What the exercise asks
Omit the pictures. Print each entry below exactly.
::: Material provided :::
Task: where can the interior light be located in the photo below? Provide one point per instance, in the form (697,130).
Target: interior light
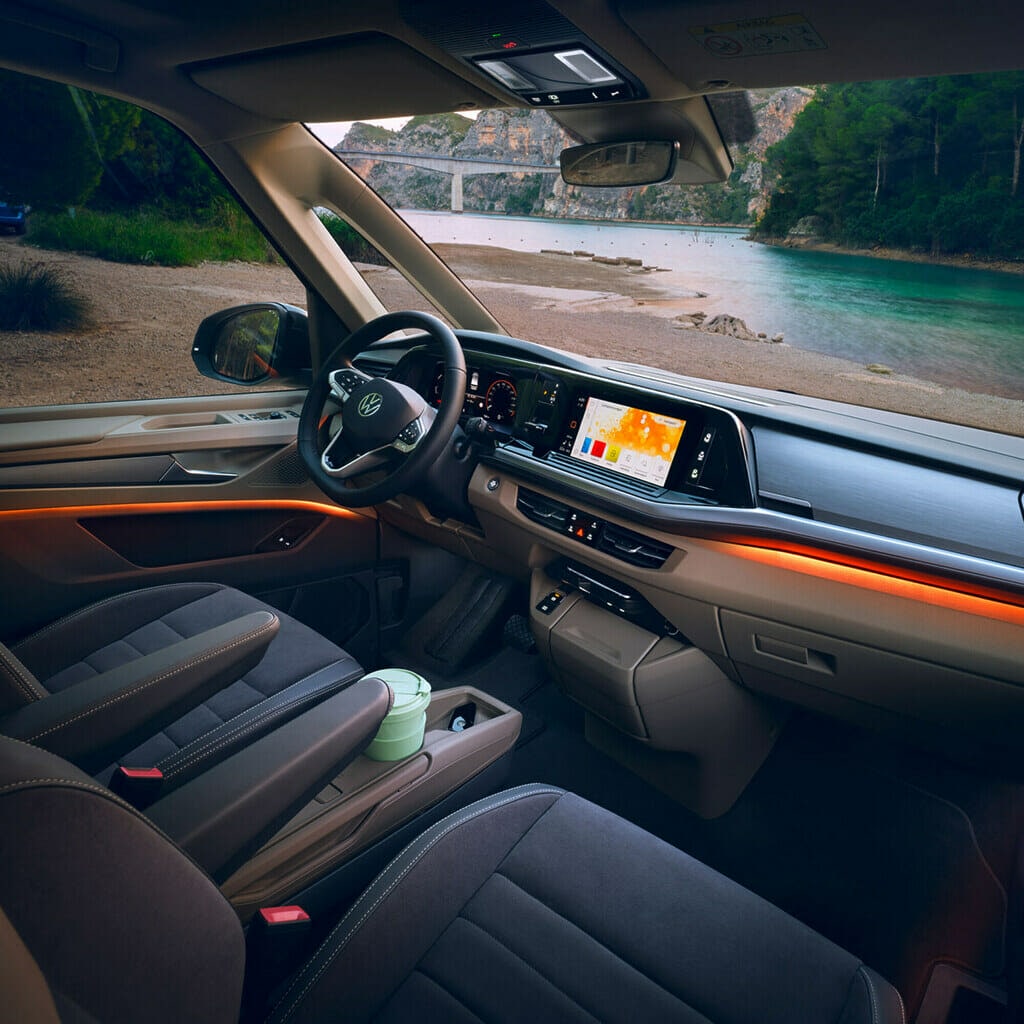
(506,75)
(585,67)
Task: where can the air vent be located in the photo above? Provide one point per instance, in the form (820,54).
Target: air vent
(633,548)
(548,513)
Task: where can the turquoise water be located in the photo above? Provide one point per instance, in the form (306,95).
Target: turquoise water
(954,326)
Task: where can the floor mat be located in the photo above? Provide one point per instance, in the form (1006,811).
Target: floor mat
(465,623)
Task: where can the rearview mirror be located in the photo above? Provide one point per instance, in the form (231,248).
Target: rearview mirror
(255,344)
(608,165)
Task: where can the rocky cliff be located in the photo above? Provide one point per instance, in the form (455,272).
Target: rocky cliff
(530,136)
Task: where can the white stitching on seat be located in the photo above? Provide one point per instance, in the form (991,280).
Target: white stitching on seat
(89,608)
(209,742)
(454,820)
(536,970)
(19,675)
(254,635)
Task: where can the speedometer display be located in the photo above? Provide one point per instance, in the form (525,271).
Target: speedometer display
(499,402)
(488,393)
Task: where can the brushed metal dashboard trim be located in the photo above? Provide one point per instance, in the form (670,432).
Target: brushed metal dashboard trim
(719,522)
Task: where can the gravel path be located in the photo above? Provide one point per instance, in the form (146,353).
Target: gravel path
(144,318)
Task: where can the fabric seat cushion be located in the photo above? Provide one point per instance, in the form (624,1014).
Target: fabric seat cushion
(539,905)
(116,631)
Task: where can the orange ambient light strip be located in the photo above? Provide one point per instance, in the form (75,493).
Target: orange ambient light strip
(146,508)
(884,578)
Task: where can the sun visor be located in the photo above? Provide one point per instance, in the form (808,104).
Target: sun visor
(346,79)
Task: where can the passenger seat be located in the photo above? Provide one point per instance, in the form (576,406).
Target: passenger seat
(531,904)
(256,668)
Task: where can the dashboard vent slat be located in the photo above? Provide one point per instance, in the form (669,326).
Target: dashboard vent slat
(633,548)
:::
Finished task
Task: where can the interior light be located in the photo below? Provide one point per instance, in the form (697,130).
Target: interior light
(506,75)
(585,67)
Task: where can the air vent be located in the photo above? Provide one point per instance, in the form (820,54).
Target: air vent
(633,548)
(548,513)
Task: where can the turquoise water be located in the photo above? Provide one point per instance, in the form (306,95).
Target: turquoise water
(954,326)
Task: where can the floor mat be located in the photo above? Provide one point per instance, in the form (1006,811).
Target: floor mat
(465,623)
Task: where can the rearview mirror be located in the photo above? Provide one point per instance, in the form (231,248).
Target: rearview mirror
(255,344)
(608,165)
Task: where can the rocky cliff be located in the photo above? Provide one point per instance, in the form (455,272).
Target: rocky cliff
(530,136)
Task: where can the white stitching on seat be located in the photo above? Provide one point per instance, in the form (991,280).
Target: white stitching on seat
(89,608)
(209,742)
(454,820)
(536,970)
(19,675)
(254,635)
Task: where can the speedometer display be located in the photo above? Provide one point per instance, in the form (525,271).
Target: speedometer display
(499,402)
(488,393)
Task: where can the brushed metal dashboard trim be located in the photo above? Provide one point per instance, in the form (670,432).
Target: brushed metal dashboard trim
(719,522)
Task: where can the gravel path be located in the photo above? Provide one point per instance, in the form (146,353).
Target: gravel path
(144,318)
Task: where can the fabric seat cushion be located in the photo above? Provide one point per instance, in the form (624,1014).
Target: fabric seat cushion
(539,905)
(116,631)
Task: where can the orange ambient light strip be located in the photo above? Provide one point per instance, in the form (75,493).
Target: orange ambient light strip
(146,508)
(884,578)
Task: where can the sun visor be located in the photo above? Provide one point per instance, in the form (808,104).
Target: sun visor
(346,79)
Task: where can the passenger seat be located in the photo above? Provide one point per instance, in the form (576,406).
Target: passenger seat
(531,904)
(256,668)
Task: where can the dashboard vent slat be located in the photo above? Provide one point per instance, in the form (669,326).
Target: dashboard vent slat
(633,548)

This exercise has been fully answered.